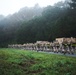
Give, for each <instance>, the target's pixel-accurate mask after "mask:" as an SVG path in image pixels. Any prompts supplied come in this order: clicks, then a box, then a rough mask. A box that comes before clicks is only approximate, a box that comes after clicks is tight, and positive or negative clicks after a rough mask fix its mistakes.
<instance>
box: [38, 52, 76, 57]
mask: <svg viewBox="0 0 76 75" xmlns="http://www.w3.org/2000/svg"><path fill="white" fill-rule="evenodd" d="M39 52H42V53H48V54H57V55H64V56H71V57H76V54H68V53H66V54H63V53H54V52H43V51H39Z"/></svg>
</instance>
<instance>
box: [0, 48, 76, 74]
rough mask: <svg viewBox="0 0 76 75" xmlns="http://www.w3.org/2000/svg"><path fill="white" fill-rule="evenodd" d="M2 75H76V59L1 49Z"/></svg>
mask: <svg viewBox="0 0 76 75" xmlns="http://www.w3.org/2000/svg"><path fill="white" fill-rule="evenodd" d="M0 75H76V57H68V56H64V55H63V56H61V55H53V54H47V53H40V52H34V51H27V50H18V49H10V48H3V49H2V48H1V49H0Z"/></svg>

● Aim of the exercise
For this exercise, write the listing out again exactly, excluding all images.

● Response below
Give, for each <instance>, the target's pixel-accurate mask after "mask:" as an SVG path in image pixels. Any prompts supplied come in this order: clicks, then a box, then a rough mask. A box that comes before clicks is only approximate, a box that comes after clicks is tight, and positive or negative clicks after a rough mask fix its mistakes.
<instance>
box: [38, 52, 76, 57]
mask: <svg viewBox="0 0 76 75" xmlns="http://www.w3.org/2000/svg"><path fill="white" fill-rule="evenodd" d="M39 52H42V53H48V54H57V55H64V56H71V57H76V54H68V53H66V54H63V53H54V52H43V51H39Z"/></svg>
</instance>
<instance>
box: [0, 48, 76, 74]
rough mask: <svg viewBox="0 0 76 75" xmlns="http://www.w3.org/2000/svg"><path fill="white" fill-rule="evenodd" d="M2 75H76V59L1 49Z"/></svg>
mask: <svg viewBox="0 0 76 75" xmlns="http://www.w3.org/2000/svg"><path fill="white" fill-rule="evenodd" d="M0 75H76V57H68V56H64V55H63V56H61V55H53V54H47V53H40V52H34V51H27V50H18V49H10V48H3V49H2V48H1V49H0Z"/></svg>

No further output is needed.